▶ _WRITTEN EXERCISE_: In the data below, how many lines include the word "hull"? Reply with the number alone.

▶ _PROVIDED INFORMATION_:
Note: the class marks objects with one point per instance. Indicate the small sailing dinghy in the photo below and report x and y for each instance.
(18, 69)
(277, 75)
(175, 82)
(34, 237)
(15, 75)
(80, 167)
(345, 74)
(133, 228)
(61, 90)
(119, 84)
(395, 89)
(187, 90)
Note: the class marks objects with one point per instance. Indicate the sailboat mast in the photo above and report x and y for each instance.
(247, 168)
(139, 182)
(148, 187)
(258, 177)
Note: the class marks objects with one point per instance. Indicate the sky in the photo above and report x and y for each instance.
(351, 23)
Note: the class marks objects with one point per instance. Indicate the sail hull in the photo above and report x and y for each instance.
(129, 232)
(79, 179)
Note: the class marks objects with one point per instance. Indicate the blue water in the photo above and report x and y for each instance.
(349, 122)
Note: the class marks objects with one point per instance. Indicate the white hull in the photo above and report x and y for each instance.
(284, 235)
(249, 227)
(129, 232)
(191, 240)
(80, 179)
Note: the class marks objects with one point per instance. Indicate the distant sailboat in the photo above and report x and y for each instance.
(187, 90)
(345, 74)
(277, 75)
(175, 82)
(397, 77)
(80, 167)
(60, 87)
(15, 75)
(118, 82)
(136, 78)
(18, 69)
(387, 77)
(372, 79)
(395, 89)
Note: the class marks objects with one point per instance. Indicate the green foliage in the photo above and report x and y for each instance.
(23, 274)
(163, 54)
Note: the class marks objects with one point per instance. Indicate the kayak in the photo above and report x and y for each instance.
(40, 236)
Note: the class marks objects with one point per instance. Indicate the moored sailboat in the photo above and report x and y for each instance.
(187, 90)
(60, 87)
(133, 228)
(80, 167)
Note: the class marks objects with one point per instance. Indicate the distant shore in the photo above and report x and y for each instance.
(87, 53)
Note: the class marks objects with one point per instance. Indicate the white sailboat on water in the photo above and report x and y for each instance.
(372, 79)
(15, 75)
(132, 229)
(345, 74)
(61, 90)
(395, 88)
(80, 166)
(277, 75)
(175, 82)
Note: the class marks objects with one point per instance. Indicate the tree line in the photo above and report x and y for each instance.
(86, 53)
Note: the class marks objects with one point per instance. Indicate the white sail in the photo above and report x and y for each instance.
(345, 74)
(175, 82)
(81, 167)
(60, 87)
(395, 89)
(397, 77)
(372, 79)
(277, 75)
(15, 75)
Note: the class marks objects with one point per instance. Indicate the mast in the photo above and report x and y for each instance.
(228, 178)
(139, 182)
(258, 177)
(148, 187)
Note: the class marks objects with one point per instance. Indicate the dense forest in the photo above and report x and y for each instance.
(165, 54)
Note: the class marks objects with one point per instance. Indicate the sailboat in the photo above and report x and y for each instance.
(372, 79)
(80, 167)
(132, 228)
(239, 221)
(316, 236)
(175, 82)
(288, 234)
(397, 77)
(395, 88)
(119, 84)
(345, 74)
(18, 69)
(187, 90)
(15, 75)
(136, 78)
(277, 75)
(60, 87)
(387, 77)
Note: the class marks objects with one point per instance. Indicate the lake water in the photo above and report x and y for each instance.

--

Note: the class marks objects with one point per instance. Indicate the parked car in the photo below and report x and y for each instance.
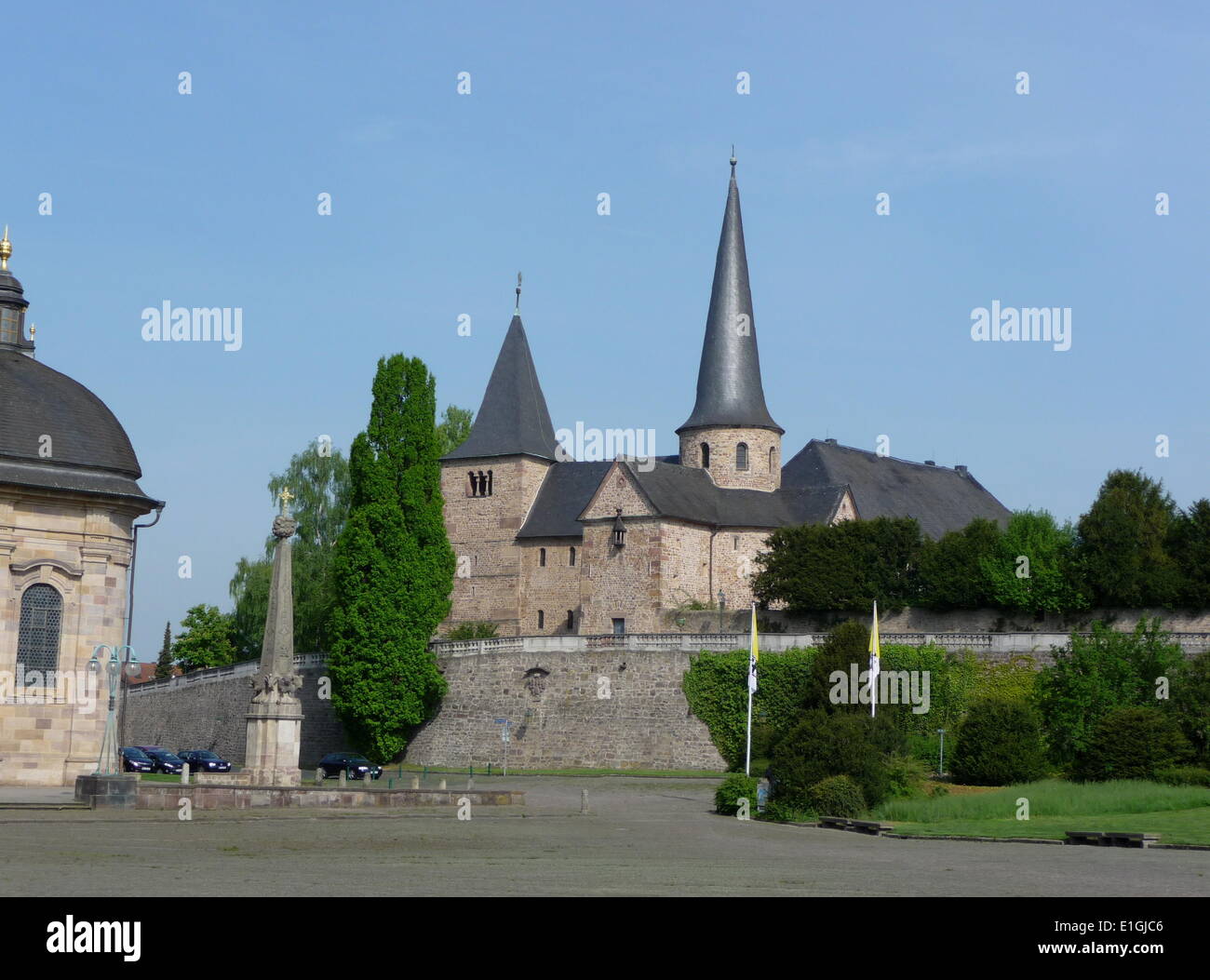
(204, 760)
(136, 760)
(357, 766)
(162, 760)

▶ _SOLUTION TO THIS EXERCISE_: 2